*** Begin section ***

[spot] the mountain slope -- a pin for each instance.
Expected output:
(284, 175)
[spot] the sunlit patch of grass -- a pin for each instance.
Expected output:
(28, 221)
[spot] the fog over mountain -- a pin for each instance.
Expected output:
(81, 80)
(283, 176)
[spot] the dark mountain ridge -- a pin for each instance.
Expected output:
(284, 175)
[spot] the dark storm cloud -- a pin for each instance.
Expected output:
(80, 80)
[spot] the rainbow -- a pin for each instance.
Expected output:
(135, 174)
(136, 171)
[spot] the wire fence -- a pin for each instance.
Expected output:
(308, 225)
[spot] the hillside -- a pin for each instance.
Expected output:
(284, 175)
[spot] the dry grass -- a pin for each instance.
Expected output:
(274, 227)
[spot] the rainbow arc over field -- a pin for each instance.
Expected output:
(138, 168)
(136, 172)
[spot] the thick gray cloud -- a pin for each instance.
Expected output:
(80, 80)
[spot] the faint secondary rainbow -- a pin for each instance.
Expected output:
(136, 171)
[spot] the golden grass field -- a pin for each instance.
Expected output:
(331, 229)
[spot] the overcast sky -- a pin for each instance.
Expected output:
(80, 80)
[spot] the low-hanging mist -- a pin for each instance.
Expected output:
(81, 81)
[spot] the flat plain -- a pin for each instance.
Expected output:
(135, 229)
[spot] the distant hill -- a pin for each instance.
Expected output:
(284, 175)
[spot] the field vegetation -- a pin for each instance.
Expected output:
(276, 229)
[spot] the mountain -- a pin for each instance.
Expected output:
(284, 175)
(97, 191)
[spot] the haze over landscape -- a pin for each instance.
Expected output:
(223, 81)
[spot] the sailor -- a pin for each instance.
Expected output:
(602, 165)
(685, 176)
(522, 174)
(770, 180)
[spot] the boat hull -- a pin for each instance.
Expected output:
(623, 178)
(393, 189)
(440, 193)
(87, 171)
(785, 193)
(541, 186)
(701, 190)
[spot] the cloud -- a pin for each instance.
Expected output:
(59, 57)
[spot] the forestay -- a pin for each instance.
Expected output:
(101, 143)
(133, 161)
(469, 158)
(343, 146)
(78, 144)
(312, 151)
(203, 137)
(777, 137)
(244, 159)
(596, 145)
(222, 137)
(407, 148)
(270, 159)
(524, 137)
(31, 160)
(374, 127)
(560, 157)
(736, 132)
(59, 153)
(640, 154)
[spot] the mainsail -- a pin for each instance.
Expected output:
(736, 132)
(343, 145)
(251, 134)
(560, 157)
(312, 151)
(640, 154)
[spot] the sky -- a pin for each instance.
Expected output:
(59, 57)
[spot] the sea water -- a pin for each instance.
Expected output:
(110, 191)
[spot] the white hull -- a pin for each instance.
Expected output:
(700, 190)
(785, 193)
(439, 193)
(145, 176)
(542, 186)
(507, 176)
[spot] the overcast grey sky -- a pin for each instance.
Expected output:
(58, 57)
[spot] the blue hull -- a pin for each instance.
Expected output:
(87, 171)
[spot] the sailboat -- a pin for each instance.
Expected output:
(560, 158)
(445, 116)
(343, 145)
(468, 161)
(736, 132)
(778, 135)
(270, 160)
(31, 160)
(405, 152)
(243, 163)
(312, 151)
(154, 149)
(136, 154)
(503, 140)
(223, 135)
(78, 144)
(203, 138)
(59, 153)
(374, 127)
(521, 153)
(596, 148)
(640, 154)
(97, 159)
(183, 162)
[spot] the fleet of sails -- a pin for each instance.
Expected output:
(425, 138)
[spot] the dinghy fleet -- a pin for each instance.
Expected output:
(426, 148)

*** End section ***

• _Task goal_
Copy from the entries only those lines that hold the word "cloud".

• _Your response_
[spot] the dark storm cloud -- a pin for each instance.
[spot] the thick gray cloud -- a pin for each instance.
[spot] the cloud -- a pin for each instance.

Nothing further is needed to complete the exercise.